* TASK DETAILS
How many lines of the listing below contain the string "striped", counting only case-sensitive matches? Reply with the number alone.

★ ★ ★ ★ ★

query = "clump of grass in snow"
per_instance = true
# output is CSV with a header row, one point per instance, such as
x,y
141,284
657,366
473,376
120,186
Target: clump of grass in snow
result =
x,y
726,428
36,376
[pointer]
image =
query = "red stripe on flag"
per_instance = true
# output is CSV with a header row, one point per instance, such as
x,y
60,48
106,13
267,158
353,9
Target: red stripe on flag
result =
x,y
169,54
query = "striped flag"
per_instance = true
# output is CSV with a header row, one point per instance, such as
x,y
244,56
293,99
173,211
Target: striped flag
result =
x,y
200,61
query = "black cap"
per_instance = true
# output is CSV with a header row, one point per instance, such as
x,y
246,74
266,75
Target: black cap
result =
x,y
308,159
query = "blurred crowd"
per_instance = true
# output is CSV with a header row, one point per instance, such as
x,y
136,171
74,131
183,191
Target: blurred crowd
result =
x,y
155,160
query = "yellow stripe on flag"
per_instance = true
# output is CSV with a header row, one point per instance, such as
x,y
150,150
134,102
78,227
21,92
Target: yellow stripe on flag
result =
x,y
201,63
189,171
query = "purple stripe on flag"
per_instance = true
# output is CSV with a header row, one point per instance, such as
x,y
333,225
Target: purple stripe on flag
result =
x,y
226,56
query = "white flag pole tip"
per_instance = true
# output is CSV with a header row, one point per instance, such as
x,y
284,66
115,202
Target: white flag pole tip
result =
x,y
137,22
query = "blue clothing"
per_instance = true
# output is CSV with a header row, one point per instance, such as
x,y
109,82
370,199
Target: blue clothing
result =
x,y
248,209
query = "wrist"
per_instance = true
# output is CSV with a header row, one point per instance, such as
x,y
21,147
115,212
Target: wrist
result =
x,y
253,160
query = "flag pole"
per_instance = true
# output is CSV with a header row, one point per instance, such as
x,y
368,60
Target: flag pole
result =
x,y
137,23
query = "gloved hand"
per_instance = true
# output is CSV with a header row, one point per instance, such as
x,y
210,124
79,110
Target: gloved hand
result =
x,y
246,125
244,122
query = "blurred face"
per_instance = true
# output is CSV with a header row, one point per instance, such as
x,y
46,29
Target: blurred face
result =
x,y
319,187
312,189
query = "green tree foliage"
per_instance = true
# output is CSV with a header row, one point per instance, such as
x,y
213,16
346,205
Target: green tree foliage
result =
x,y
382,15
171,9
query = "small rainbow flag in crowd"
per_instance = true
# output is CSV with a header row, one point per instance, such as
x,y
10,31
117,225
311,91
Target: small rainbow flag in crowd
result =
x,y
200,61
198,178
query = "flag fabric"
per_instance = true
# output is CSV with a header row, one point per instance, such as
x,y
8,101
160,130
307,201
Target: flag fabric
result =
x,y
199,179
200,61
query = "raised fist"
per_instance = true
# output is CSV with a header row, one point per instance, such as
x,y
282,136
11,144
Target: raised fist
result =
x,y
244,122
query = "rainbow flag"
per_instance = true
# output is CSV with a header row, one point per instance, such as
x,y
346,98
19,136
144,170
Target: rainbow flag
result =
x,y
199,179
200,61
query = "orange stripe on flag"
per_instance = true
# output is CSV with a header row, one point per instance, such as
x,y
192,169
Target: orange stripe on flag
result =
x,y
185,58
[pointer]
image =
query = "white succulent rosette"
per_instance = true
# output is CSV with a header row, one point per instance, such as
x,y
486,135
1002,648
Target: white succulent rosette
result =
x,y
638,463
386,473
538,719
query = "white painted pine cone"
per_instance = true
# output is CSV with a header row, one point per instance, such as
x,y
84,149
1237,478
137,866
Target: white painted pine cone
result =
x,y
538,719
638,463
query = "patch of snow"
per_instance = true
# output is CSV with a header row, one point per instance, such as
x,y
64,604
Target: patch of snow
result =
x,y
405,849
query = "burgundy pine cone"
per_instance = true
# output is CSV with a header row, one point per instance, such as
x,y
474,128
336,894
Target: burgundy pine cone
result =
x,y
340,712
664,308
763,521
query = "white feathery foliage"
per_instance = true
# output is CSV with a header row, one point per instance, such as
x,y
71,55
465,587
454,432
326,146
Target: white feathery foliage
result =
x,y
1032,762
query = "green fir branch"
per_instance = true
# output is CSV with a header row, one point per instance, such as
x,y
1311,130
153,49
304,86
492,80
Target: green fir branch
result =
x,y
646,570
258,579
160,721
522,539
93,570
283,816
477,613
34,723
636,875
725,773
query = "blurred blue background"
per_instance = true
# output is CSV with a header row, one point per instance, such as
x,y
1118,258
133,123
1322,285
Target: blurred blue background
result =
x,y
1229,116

★ ★ ★ ★ ★

* SOLVED PROBLEM
2